Selected passage
Architecture#

This page explains how XR-Media-Hub, the transport, and agents fit together.

Top-level layout#

client-samples/     # Platform clients (Android, iOS/visionOS, Web)
server-runtime/     # XR-Media-Hub core + LiveKit transport
agent-sdk/          # xr-ai-agent (IPC client), xr-ai-models (model seam), xr-ai-pipecat (voice pipeline)
utils/              # Shared infra: launcher, logging, vad, vllm, voicegate
cloudxr-runtime/    # NVIDIA CloudXR integration: OpenXR runtime + WSS proxy, opt-in per sample
ai-services/        # OpenAI-compatible AI inference servers (VLM, STT, TTS, LLM)
agent-mcp-servers/  # MCP adapters: oxr, render, transcript, vec, video, vlm
agent-samples/      # End-to-end agent demos
tests/              # Multi-client / multi-agent integration tests
docs/               # Design docs and topic deep-dives

Key design decisions#

  • One hub, many clients, many agents. A single hub instance fans the inbound stream out to every connected ProcessorEndpoint (agent) and routes return traffic back to the originating client only — never to peers.

  • XR-Media-Hub is transport-agnostic at its IPC boundary. Agents connect via IPC only.

  • LiveKit is an internal transport detail — not exposed to the agent layer. When LiveKit is the transport, return audio is published as one track per participant (xr-hub-return-{pid}) with subscribe permissions restricted to that participant; return data uses destination_identities for the same reason. Agents never need to know.

  • agent-sdk/ (xr-ai-agent) contains only the agent-facing IPC layer. Its sole runtime dependencies are pyzmq and msgpack — no LiveKit, FastAPI, or uvicorn.

  • MCP servers are the agent’s only interface to XR data and rendering.

  • No API keys or tokens in source files — use environment variables or xr_media_hub.yaml (refer to Credentials).

Refer to Server runtime for more on the hub and transport.

Multi-user sessions#

A single XR-Media-Hub session can carry several participants at once, each fully isolated. The hub is not a routing switch between participants: media and data flow only between a participant and the agent, never from one participant to another. The supported path is always:

participant → hub → agent → hub → same participant

The hub enforces this per participant:

  • Return audio is published as one LiveKit track per participant, with subscribe permission restricted to that participant.

  • Return data is addressed to the originating participant’s identity.

  • Return-traffic topics are matched on a terminated identity segment, so one participant id cannot be a prefix of another (user1 never matches user10).

Because every response is addressed back to the participant it came from, a single agent process can serve several participants concurrently without cross-talk: it receives each participant’s audio, video, and data tagged with that participant’s id, and addresses its replies to the same id. How richly a given sample uses this is up to the sample — the glasses-agent and simple-vlm-example workers are written around one active speaker, while the transport and isolation guarantees hold for any number of connected participants.

Refer to the Isolation contract for the enforcement details.

Hub configuration#

Each sample provides its own xr_media_hub.yaml in its yaml/ directory (e.g. agent-samples/simple-vlm-example/yaml/xr_media_hub.yaml). server-runtime/ also contains a reference copy documenting all available fields.

Work order A
From the architecture page, reproduce the text between "Multi-user sessions#" and "never matches user10).", inclusive.
Work order B
On the architecture page, which packages are named as the sole runtime dependencies of agent-sdk/ (xr-ai-agent)?

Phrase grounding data
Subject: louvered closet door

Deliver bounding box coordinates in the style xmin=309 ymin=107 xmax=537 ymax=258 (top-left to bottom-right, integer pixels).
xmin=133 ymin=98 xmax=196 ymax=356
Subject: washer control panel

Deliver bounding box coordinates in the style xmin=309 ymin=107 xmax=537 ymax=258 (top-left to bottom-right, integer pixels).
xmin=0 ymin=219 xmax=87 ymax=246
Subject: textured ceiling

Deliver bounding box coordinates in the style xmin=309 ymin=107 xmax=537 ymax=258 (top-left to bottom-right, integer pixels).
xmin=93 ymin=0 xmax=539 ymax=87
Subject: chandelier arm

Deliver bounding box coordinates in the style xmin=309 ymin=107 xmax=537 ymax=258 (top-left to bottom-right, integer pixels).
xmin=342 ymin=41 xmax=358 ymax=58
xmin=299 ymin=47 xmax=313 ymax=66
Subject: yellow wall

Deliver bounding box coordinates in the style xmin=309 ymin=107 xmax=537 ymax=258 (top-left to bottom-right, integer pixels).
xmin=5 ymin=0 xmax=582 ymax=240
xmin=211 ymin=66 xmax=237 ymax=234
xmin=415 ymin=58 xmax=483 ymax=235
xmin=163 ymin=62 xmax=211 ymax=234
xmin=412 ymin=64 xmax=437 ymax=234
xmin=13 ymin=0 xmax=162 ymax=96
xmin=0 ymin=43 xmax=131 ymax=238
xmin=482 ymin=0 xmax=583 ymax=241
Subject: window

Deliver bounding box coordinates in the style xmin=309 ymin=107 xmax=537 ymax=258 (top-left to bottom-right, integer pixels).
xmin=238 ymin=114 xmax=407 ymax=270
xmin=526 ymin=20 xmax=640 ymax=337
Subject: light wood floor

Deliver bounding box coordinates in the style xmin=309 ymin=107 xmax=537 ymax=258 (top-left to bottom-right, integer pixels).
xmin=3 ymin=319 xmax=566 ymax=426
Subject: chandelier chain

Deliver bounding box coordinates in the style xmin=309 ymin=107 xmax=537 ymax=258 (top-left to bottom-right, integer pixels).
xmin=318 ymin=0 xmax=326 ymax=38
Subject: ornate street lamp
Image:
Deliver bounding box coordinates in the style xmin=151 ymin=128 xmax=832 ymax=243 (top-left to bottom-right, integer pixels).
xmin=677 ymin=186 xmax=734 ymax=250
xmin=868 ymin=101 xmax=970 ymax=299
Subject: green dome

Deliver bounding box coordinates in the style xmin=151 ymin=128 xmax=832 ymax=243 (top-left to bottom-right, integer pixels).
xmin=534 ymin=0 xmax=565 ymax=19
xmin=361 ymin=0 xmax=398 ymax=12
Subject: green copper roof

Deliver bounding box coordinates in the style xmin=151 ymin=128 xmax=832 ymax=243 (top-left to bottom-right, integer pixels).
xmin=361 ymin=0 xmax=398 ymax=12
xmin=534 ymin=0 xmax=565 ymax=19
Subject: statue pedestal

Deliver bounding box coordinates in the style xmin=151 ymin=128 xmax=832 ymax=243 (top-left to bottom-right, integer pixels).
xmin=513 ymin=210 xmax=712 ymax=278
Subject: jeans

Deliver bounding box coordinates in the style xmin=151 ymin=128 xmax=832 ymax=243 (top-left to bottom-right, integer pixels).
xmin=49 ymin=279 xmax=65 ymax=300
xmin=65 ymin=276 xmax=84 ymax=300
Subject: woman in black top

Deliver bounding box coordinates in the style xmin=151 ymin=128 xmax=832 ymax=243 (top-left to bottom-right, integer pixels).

Response A
Multi-user sessions#

A single XR-Media-Hub session can carry several participants at once, each fully isolated. The hub is not a routing switch between participants: media and data flow only between a participant and the agent, never from one participant to another. The supported path is always:

participant → hub → agent → hub → same participant

The hub enforces this per participant:

  • Return audio is published as one LiveKit track per participant, with subscribe permission restricted to that participant.

  • Return data is addressed to the originating participant’s identity.

  • Return-traffic topics are matched on a terminated identity segment, so one participant id cannot be a prefix of another (user1 never matches user10).

Response B
pyzmq and msgpack.